Repeat the following data exactly, omitting pictures.

::::::::::

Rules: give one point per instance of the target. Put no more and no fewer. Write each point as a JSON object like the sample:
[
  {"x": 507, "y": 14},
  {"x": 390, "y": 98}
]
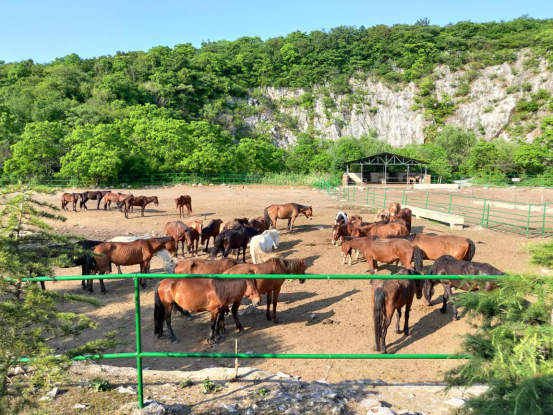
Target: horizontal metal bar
[{"x": 264, "y": 276}]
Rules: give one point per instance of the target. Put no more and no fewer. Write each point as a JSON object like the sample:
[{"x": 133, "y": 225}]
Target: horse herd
[{"x": 386, "y": 240}]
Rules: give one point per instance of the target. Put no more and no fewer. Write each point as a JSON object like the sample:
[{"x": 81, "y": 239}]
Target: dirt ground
[{"x": 342, "y": 308}]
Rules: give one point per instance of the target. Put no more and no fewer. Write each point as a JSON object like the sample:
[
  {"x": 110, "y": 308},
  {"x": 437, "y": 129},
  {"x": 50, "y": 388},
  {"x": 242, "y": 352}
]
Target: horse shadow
[{"x": 426, "y": 326}]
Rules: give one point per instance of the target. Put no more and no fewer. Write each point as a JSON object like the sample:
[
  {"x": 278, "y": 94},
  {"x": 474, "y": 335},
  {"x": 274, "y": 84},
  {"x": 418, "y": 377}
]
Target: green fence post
[
  {"x": 528, "y": 220},
  {"x": 138, "y": 343}
]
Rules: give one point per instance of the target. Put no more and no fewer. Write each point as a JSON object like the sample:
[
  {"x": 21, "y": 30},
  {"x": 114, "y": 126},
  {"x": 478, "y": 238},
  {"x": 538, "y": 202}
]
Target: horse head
[{"x": 252, "y": 292}]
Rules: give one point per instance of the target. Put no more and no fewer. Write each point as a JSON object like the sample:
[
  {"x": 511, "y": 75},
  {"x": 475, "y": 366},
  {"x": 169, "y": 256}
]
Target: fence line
[
  {"x": 530, "y": 220},
  {"x": 139, "y": 354}
]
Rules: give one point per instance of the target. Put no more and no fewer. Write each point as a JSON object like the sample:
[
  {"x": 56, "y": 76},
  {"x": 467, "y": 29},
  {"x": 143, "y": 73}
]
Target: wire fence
[
  {"x": 530, "y": 220},
  {"x": 139, "y": 354}
]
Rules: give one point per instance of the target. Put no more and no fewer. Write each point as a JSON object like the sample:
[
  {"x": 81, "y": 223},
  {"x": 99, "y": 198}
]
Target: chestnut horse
[
  {"x": 202, "y": 294},
  {"x": 182, "y": 202},
  {"x": 382, "y": 229},
  {"x": 233, "y": 239},
  {"x": 394, "y": 209},
  {"x": 93, "y": 195},
  {"x": 389, "y": 296},
  {"x": 288, "y": 211},
  {"x": 404, "y": 214},
  {"x": 383, "y": 250},
  {"x": 116, "y": 198},
  {"x": 178, "y": 231},
  {"x": 435, "y": 246},
  {"x": 269, "y": 286},
  {"x": 210, "y": 231},
  {"x": 141, "y": 201},
  {"x": 67, "y": 198},
  {"x": 447, "y": 265},
  {"x": 129, "y": 253}
]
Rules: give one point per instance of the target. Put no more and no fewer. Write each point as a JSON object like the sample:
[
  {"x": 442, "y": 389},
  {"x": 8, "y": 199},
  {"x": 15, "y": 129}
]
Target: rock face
[{"x": 393, "y": 114}]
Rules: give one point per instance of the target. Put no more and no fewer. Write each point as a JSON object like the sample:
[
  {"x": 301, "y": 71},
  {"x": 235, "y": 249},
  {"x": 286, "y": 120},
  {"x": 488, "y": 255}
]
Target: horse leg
[
  {"x": 276, "y": 293},
  {"x": 235, "y": 306},
  {"x": 397, "y": 320},
  {"x": 269, "y": 300}
]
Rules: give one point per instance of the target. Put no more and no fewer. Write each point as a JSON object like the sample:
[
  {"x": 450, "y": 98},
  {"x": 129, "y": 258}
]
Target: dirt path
[{"x": 342, "y": 308}]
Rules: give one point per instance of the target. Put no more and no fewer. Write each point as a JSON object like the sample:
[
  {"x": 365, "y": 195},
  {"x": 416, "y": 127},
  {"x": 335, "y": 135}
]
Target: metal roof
[{"x": 388, "y": 159}]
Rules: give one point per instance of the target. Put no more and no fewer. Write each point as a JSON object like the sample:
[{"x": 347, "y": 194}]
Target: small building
[{"x": 386, "y": 168}]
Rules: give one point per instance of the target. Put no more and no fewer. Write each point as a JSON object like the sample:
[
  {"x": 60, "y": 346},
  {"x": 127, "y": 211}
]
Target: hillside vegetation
[{"x": 186, "y": 109}]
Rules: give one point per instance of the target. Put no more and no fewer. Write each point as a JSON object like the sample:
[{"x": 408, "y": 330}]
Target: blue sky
[{"x": 45, "y": 29}]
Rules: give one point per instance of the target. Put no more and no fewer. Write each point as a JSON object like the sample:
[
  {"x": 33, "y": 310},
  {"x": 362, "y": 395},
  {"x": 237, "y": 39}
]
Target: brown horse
[
  {"x": 178, "y": 231},
  {"x": 382, "y": 229},
  {"x": 141, "y": 201},
  {"x": 93, "y": 195},
  {"x": 140, "y": 252},
  {"x": 259, "y": 223},
  {"x": 383, "y": 250},
  {"x": 67, "y": 198},
  {"x": 210, "y": 231},
  {"x": 115, "y": 198},
  {"x": 288, "y": 211},
  {"x": 405, "y": 215},
  {"x": 182, "y": 202},
  {"x": 202, "y": 294},
  {"x": 394, "y": 209},
  {"x": 269, "y": 286},
  {"x": 389, "y": 296},
  {"x": 435, "y": 246},
  {"x": 447, "y": 265}
]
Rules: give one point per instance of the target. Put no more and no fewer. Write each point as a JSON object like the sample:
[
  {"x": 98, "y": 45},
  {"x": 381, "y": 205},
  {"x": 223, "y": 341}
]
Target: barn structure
[{"x": 386, "y": 168}]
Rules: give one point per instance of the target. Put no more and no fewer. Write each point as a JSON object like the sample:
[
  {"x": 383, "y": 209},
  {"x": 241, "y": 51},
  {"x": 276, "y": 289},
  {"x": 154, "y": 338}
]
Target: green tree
[
  {"x": 37, "y": 153},
  {"x": 30, "y": 317}
]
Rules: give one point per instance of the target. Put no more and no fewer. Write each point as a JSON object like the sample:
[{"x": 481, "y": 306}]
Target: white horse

::::::::::

*Finished task*
Rules: give one point per instance of the target. Put no more and no fewer. Write each point as a JSON object like the sample:
[
  {"x": 507, "y": 14},
  {"x": 390, "y": 98}
]
Target: horizontal metal bar
[{"x": 264, "y": 276}]
Rules: give one point per instance of the target. Put no more and no fewer. Write each point as a JSON object like the sample:
[{"x": 133, "y": 225}]
Target: horse herd
[{"x": 386, "y": 240}]
Rules: give one point per instance of the target. Put no more and no fewer. Write each point as a JSON object like the sample:
[{"x": 81, "y": 239}]
Target: dirt ground
[{"x": 342, "y": 308}]
Rules: give one point per instance of the target. Put no more and no fewer. Write each point as a JSON object like the sample:
[
  {"x": 110, "y": 308},
  {"x": 437, "y": 129},
  {"x": 50, "y": 388},
  {"x": 242, "y": 352}
]
Target: horse shadow
[{"x": 426, "y": 326}]
Rules: give one point per instance of the target. Put no more and no fewer. Write each point as a JSON object like the sample:
[
  {"x": 278, "y": 94},
  {"x": 474, "y": 335},
  {"x": 274, "y": 84},
  {"x": 418, "y": 377}
]
Target: green fence post
[
  {"x": 528, "y": 220},
  {"x": 138, "y": 343}
]
Rules: give one point per instance of the target. Put no more and no fewer. Write each point as a JSON object like the sample:
[
  {"x": 21, "y": 30},
  {"x": 114, "y": 126},
  {"x": 478, "y": 238},
  {"x": 538, "y": 202}
]
Target: horse head
[{"x": 252, "y": 292}]
Rules: give one point per instance of the target. Put no more and no fewer. Write each point as a JSON object like the sample:
[
  {"x": 511, "y": 75},
  {"x": 475, "y": 366},
  {"x": 169, "y": 256}
]
Target: fence line
[
  {"x": 530, "y": 220},
  {"x": 139, "y": 354}
]
Rules: give one point per instance of the target. Put no more and no fewer. Write each point as a JSON object like the sample:
[
  {"x": 56, "y": 76},
  {"x": 467, "y": 29},
  {"x": 143, "y": 73}
]
Target: wire fence
[
  {"x": 530, "y": 220},
  {"x": 139, "y": 354}
]
Rules: give one point per instance of the target. Put no more and no fewer. Write each point as a JSON object like the sample:
[
  {"x": 81, "y": 223},
  {"x": 99, "y": 198}
]
Target: chestnut horse
[
  {"x": 202, "y": 294},
  {"x": 182, "y": 202},
  {"x": 382, "y": 229},
  {"x": 233, "y": 239},
  {"x": 394, "y": 209},
  {"x": 93, "y": 195},
  {"x": 389, "y": 296},
  {"x": 288, "y": 211},
  {"x": 404, "y": 214},
  {"x": 383, "y": 250},
  {"x": 116, "y": 198},
  {"x": 178, "y": 231},
  {"x": 435, "y": 246},
  {"x": 269, "y": 286},
  {"x": 210, "y": 231},
  {"x": 141, "y": 201},
  {"x": 67, "y": 198},
  {"x": 447, "y": 265},
  {"x": 129, "y": 253}
]
Rules: give one point per instance of the target. Put no more and no fewer. Write each point as a JSON object like the sample:
[
  {"x": 442, "y": 389},
  {"x": 8, "y": 199},
  {"x": 15, "y": 129}
]
Target: rock face
[{"x": 393, "y": 114}]
Rules: give one point per instance of the target. Put no more and no fewer. Write each point as a JSON object like the sample:
[
  {"x": 301, "y": 71},
  {"x": 235, "y": 249},
  {"x": 286, "y": 120},
  {"x": 488, "y": 255}
]
Target: horse leg
[
  {"x": 276, "y": 293},
  {"x": 235, "y": 306},
  {"x": 397, "y": 320},
  {"x": 269, "y": 300}
]
Rules: give one point per instance of the target. Put no more and no fewer. Write each point as a JSON object like the sample:
[
  {"x": 450, "y": 98},
  {"x": 129, "y": 258}
]
Target: dirt path
[{"x": 342, "y": 308}]
Rules: give one point per instance of the target. Put no more and no fewer. Write each point as a JSON object like the sample:
[
  {"x": 365, "y": 195},
  {"x": 416, "y": 127},
  {"x": 335, "y": 135}
]
Target: metal roof
[{"x": 388, "y": 159}]
Rules: give one point per instance of the target. Put no more and no fewer. Write each point as a JSON object like the sample:
[{"x": 347, "y": 194}]
Target: small building
[{"x": 386, "y": 168}]
Rules: give one point per instance of the target. Put no more and no fewer. Write each point as a JSON object like the sample:
[
  {"x": 60, "y": 346},
  {"x": 127, "y": 211}
]
Target: hillside vegetation
[{"x": 186, "y": 109}]
Rules: give one point per instance of the target. Put no more and no fewer. Write each point as a JSON object like the sample:
[{"x": 408, "y": 330}]
Target: blue sky
[{"x": 45, "y": 29}]
Rules: give one point per instance of the target. Put no more and no fewer. Write each point as a JSON object like the sample:
[
  {"x": 33, "y": 310},
  {"x": 362, "y": 395},
  {"x": 237, "y": 39}
]
Target: brown horse
[
  {"x": 178, "y": 231},
  {"x": 382, "y": 229},
  {"x": 141, "y": 201},
  {"x": 93, "y": 195},
  {"x": 140, "y": 252},
  {"x": 259, "y": 223},
  {"x": 383, "y": 250},
  {"x": 67, "y": 198},
  {"x": 210, "y": 231},
  {"x": 115, "y": 198},
  {"x": 288, "y": 211},
  {"x": 405, "y": 215},
  {"x": 182, "y": 202},
  {"x": 202, "y": 294},
  {"x": 394, "y": 209},
  {"x": 269, "y": 286},
  {"x": 389, "y": 296},
  {"x": 435, "y": 246},
  {"x": 447, "y": 265}
]
Rules: give one point per instance of the target. Put no more and no fewer. Write each point as a JSON object like the sample:
[
  {"x": 98, "y": 45},
  {"x": 381, "y": 205},
  {"x": 223, "y": 341}
]
Target: barn structure
[{"x": 386, "y": 168}]
Rules: give one point per instance of the target. Put no more and no fewer. Write each point as a JSON object like the sample:
[
  {"x": 383, "y": 209},
  {"x": 241, "y": 51},
  {"x": 276, "y": 289},
  {"x": 154, "y": 338}
]
Target: green tree
[
  {"x": 37, "y": 153},
  {"x": 30, "y": 317}
]
Rules: give one point per instance of the target. Put no more and no fewer. Write each point as a JSON object like the sample:
[{"x": 481, "y": 306}]
Target: white horse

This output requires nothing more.